-------- PROVIDED RECORDS --------

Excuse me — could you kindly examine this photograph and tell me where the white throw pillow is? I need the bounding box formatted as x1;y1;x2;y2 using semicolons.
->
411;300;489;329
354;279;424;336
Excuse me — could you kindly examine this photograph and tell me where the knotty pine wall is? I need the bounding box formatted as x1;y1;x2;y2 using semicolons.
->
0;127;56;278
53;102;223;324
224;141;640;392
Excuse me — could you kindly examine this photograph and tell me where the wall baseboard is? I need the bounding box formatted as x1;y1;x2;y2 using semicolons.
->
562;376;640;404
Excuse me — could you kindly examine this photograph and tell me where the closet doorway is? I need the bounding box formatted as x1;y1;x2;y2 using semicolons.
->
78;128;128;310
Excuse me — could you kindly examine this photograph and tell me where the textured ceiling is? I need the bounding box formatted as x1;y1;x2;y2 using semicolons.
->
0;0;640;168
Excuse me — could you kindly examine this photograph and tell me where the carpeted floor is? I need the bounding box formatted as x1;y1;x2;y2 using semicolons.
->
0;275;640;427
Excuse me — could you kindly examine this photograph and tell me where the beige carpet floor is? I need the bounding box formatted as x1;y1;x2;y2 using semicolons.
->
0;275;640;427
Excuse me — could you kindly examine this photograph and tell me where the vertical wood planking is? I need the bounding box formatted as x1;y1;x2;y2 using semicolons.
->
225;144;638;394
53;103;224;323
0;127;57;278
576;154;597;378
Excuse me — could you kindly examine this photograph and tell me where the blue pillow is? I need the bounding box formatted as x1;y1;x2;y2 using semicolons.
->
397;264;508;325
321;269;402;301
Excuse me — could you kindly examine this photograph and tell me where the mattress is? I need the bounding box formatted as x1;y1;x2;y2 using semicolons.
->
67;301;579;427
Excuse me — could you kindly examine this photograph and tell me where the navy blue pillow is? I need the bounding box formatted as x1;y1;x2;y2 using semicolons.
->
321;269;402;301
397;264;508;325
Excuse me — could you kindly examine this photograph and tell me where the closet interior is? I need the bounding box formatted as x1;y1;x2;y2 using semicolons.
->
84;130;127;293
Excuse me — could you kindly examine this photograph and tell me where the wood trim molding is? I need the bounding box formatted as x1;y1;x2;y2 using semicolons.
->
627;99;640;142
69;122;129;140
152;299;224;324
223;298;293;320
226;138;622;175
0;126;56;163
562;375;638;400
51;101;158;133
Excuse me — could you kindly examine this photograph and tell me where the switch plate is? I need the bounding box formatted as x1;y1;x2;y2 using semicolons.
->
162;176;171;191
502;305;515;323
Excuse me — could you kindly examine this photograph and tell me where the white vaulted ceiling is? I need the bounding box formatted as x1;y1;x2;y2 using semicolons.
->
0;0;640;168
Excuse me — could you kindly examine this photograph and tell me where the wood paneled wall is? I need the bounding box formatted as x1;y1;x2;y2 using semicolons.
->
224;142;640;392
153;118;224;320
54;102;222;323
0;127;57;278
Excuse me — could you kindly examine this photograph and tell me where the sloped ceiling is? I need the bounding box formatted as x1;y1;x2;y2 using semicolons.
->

--------

> **STATED GOAL**
Present the entire listing above as a numbered list, with any blank lines omitted.

> **ANSWER TO THE TASK**
1. Excuse me — could you kindly examine this photograph and tell me where the white throw pillow is? I need the bounding box formatted as x1;y1;x2;y2 using semicolons.
2. ->
3. 411;300;489;329
4. 354;279;424;336
5. Excuse me — could you kindly examine this photograph and tell me where the knotty pine wall is? I need the bounding box formatted as x1;y1;x2;y2 using semicolons.
6. ->
7. 0;127;56;278
8. 53;102;223;324
9. 224;141;640;392
10. Excuse me — could you kindly examine this photograph and tell me where the wall baseboard is? I need the bounding box formatted as x1;y1;x2;y2 using semicolons.
11. ->
12. 562;376;640;404
13. Excuse me — could you kindly examine this photograph and tell me where the closet doorway is? I need the bounding box formatted as x1;y1;x2;y2 using semicolons.
14. ->
15. 78;128;128;310
16. Excuse me — could you kindly examine this photograph and tell me where the textured ceiling is? I need the bounding box formatted as x1;y1;x2;y2 using semicolons.
17. ->
18. 0;0;640;168
19. Excuse me — could you kindly examine this photograph and tell me where the carpeted floor is? I need the bounding box formatted as x1;y1;x2;y2 using semicolons.
20. ->
21. 0;275;640;427
22. Excuse me — could you kindly examine this photograph and tell me where the beige carpet floor is? I need the bounding box formatted as x1;y1;x2;y2 using semicolons.
23. ->
24. 0;275;640;427
25. Excuse me — could you kindly examine this photograph and tell me where the vertical wood planking is? I need the bounding box formatted as x1;y1;x2;y2 using semicolons.
26. ->
27. 225;144;638;394
28. 53;103;224;323
29. 0;127;57;278
30. 576;154;597;378
31. Excuse me — could you kindly examine this photograph and tell me where the blue pillow is? I need the bounding box formatted as x1;y1;x2;y2 using semicolons.
32. ->
33. 397;264;508;325
34. 321;269;402;301
35. Excuse me — could you kindly examine this photograph and tell me where the mattress is? I need the bounding box formatted as x1;y1;x2;y2 using semicolons.
36. ->
37. 67;301;579;427
38. Excuse me — could you kindly examine this photograph and tell me where the navy blue pillow is? I need the bounding box formatted as x1;y1;x2;y2 using semicolons.
39. ->
40. 321;269;402;301
41. 397;264;508;325
42. Excuse me — could you kindly examine this photograph and tell me where the closet interior is? I need the bounding box formatted as x1;y1;x2;y2 using semicolons.
43. ->
44. 84;130;127;293
45. Excuse me — could you kindly examine this photograph and tell me where the wood trim molding is? I need the bounding box formatted as x1;y1;x2;y2 using semicolons.
46. ->
47. 627;99;640;142
48. 69;122;129;140
49. 152;299;224;324
50. 223;298;293;320
51. 226;138;622;175
52. 0;126;56;163
53. 562;375;638;400
54. 51;101;158;133
55. Excuse me — could you kindly examine this photograph and tell me where the switch plate is? I need the bounding box formatted as x1;y1;x2;y2 using semicolons.
56. ->
57. 162;176;171;191
58. 502;305;515;323
59. Excuse me — could you kindly examine this photograph and tell me where the white vaulted ceiling is? I need the bounding box formatted as x1;y1;x2;y2 using semicolons.
60. ->
61. 0;0;640;168
62. Excuse me — could you kindly examine this photograph and tell me where the wood paneled wall is? I need the bounding box formatted as x1;y1;x2;y2 using semicolons.
63. ->
64. 224;142;640;392
65. 153;118;224;320
66. 54;102;222;323
67. 0;127;57;278
68. Excuse me — could you kindly examine this photograph and tell me where the sloped ceiling is? I need the bounding box formatted as x1;y1;x2;y2 using semicolons.
69. ->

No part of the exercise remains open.